The problem: Output the line that contains "Mark every instance of the blue" and every line after it to the end of the entries, with nothing added or left out.

Material for this task:
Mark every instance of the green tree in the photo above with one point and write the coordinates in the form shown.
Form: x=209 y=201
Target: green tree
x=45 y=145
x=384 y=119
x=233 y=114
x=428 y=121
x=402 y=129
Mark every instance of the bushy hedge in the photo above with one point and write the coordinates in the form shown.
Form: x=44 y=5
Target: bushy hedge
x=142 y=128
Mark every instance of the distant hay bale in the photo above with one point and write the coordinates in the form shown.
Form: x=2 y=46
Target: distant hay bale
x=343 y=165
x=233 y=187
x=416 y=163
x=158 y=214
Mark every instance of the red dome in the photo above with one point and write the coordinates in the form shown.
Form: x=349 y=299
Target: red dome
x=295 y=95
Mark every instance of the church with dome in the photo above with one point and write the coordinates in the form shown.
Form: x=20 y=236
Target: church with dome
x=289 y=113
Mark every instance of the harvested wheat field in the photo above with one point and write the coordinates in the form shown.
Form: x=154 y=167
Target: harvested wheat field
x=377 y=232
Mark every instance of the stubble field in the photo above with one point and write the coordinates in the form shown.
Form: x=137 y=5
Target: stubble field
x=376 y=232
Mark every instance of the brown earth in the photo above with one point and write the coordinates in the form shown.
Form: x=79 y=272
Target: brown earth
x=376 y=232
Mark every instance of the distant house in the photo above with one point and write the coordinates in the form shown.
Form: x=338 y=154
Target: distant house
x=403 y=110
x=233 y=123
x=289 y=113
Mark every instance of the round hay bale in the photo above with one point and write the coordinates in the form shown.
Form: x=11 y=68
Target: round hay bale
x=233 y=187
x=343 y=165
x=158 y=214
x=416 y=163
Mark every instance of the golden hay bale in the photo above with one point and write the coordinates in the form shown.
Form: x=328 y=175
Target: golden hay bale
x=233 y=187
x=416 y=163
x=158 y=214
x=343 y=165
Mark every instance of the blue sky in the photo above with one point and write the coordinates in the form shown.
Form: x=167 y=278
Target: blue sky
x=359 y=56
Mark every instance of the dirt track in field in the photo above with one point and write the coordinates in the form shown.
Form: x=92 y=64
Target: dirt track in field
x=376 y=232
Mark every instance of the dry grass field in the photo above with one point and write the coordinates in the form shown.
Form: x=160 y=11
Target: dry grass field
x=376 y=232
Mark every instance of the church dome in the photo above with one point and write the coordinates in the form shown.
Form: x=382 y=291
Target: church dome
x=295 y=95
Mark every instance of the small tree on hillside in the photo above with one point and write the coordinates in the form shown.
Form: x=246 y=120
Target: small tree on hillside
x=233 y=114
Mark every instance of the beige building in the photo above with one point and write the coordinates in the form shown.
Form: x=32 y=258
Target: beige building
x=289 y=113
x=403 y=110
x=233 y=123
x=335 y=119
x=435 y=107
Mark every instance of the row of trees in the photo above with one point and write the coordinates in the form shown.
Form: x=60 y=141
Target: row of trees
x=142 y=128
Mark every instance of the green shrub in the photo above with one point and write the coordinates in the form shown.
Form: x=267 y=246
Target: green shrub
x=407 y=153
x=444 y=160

Written reply:
Mark every instance of the blue sky in the photo above with one point and write the coordinates in the form shown.
Form: x=167 y=278
Target: blue sky
x=359 y=56
Mark every instance of the dirt track in field in the photo above with one point and write the coordinates in the form shown.
Form: x=92 y=64
Target: dirt track in field
x=376 y=232
Mark every instance of the dry grass field in the photo above with one point and write the coordinates in the form shown.
Form: x=160 y=11
Target: dry grass field
x=376 y=232
Mark every instance of the church dome in the photo above with one point and write the coordinates in the form shown.
Form: x=382 y=291
Target: church dome
x=295 y=95
Mark every instance of the small tree on hillside in the photo above with one point and write the coordinates in the form shown.
Form: x=246 y=120
Target: small tree on hillside
x=233 y=114
Mark every instance of the beige building in the photo above with one point and write the coordinates in the form shown.
Form: x=32 y=258
Target: beige building
x=289 y=113
x=403 y=110
x=233 y=123
x=335 y=119
x=435 y=107
Mark every instance of the row of trees in the photo above with one point and write the coordinates in the form shown.
Form: x=60 y=141
Target: row of trees
x=142 y=128
Mark every instance of the green shrub in the photo above with one point and write the coordinates in the form shown.
Form: x=267 y=246
Target: green shrub
x=407 y=153
x=444 y=160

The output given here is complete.